## Objective 1
In the forum comment on DRY, why does the commenter think it helps to have advice articles arguing on both sides of a practice?

Not a conclusive example. In the industry code that isn't DRY is a much bigger p...

swatcoder · on May 30, 2024

Having specialized in project rescue, touring all over "the industry", you can't possibly make that generalization.

For every purported best practice, there are teams/orgs that painted themselves into a corner by getting carried away and others that really would have benefited from applying it more than they did.

In the case of DRY, it's an especially accessible best practice for inexperienced developers and the project leads many of them become. Many many teams do get carried away, mistaking "these two blocks of code have the same characters in the same sequence" with "these two delicate blocks of code are doing the same thing and will likely continue to do so"

Having advice articles floating around on both sides of practices like this helps developers and teams find the guidance that will get them from where they are to where they need to be.

## Objective 2
From the records, pull out the lines word for word, starting with the line that contains "Please mark the road" and stopping after the line that contains "Target: koala's grey fur".

## Records
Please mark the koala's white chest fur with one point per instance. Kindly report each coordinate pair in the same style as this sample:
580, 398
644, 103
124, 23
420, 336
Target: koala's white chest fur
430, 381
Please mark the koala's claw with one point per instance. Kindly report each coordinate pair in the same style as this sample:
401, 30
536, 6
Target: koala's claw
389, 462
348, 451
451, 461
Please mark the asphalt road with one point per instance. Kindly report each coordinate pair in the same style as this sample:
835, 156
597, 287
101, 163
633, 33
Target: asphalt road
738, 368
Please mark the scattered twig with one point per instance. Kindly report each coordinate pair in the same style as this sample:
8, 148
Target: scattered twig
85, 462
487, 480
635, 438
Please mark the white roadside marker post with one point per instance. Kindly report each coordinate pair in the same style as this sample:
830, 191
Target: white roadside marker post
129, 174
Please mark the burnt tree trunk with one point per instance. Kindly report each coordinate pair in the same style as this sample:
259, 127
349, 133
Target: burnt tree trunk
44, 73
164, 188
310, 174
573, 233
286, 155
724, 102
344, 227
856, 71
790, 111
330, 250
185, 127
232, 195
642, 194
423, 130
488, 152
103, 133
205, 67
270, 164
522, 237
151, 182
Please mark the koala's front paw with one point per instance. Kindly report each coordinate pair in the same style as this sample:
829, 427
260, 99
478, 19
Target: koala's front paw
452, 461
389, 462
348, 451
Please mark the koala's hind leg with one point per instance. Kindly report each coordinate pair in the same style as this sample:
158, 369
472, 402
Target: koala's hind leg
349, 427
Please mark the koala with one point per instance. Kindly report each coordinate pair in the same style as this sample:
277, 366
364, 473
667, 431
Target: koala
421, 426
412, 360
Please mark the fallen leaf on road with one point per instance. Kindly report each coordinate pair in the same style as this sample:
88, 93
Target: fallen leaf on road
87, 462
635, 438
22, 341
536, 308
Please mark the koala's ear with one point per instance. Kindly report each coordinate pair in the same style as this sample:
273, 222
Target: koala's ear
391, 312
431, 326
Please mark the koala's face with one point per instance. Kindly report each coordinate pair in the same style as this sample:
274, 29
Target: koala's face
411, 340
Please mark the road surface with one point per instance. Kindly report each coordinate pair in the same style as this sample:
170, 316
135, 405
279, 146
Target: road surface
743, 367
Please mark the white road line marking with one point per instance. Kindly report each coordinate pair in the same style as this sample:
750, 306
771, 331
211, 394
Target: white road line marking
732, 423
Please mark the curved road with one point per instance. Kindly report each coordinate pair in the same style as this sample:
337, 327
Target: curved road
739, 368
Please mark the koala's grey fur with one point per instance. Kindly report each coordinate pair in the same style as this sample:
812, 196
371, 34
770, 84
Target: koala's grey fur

--

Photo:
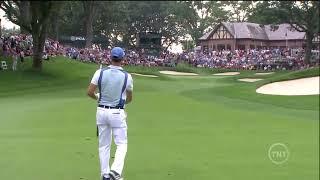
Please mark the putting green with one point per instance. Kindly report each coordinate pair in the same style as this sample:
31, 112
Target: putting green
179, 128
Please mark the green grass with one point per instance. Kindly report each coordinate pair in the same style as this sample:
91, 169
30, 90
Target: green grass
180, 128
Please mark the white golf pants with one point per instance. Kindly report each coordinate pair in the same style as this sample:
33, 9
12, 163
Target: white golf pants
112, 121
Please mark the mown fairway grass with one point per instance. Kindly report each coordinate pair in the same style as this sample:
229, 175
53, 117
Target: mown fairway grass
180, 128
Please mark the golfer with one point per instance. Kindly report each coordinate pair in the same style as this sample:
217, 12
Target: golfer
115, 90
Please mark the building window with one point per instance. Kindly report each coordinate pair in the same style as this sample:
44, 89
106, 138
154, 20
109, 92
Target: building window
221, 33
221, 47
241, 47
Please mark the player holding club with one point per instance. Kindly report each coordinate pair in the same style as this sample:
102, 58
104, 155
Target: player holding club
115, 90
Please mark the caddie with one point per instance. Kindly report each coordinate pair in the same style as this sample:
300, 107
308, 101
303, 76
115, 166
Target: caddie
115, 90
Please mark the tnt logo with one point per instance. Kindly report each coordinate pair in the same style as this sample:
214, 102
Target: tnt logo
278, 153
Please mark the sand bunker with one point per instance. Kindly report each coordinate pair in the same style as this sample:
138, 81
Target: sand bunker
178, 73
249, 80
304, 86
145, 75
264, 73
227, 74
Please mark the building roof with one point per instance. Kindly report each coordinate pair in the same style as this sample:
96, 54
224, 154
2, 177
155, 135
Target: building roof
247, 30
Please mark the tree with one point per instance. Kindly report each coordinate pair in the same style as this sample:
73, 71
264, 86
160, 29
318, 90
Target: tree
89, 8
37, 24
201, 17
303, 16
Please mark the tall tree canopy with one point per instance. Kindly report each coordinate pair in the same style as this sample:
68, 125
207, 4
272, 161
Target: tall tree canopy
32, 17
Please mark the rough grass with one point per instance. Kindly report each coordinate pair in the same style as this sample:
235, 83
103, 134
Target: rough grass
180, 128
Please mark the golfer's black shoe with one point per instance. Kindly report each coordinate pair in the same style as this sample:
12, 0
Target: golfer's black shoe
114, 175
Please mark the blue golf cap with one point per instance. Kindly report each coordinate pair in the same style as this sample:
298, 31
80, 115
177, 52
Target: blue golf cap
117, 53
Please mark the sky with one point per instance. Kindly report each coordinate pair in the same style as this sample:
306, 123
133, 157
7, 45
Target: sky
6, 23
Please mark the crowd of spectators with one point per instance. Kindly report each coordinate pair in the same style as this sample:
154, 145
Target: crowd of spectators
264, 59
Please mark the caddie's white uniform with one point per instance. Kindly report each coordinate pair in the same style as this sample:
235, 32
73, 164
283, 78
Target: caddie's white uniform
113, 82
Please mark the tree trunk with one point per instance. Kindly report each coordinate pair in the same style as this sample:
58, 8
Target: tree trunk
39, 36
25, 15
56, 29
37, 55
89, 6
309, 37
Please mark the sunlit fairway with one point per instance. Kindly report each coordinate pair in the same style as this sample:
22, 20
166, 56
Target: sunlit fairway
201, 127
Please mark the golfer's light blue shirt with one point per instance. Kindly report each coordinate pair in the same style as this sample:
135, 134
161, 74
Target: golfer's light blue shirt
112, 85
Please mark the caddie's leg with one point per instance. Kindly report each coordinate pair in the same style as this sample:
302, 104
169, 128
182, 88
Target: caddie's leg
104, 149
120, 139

## Exercise output 1
Some teams overapply a best practice and others would have benefited from applying it more. Advice on both sides helps each developer or team find the guidance that will get them from where they are to where they need to be.

## Exercise output 2
Please mark the road surface with one point per instance. Kindly report each coordinate pair in the same style as this sample:
170, 316
135, 405
279, 146
Target: road surface
743, 367
Please mark the white road line marking with one point per instance. Kindly report each coordinate pair in the same style as this sample:
750, 306
771, 331
211, 394
Target: white road line marking
732, 423
Please mark the curved road with one point per instance. Kindly report each coordinate pair in the same style as this sample:
337, 327
Target: curved road
739, 368
Please mark the koala's grey fur with one point per instance. Kindly report each coordinate pair in the same style as this sample:
812, 196
371, 34
770, 84
Target: koala's grey fur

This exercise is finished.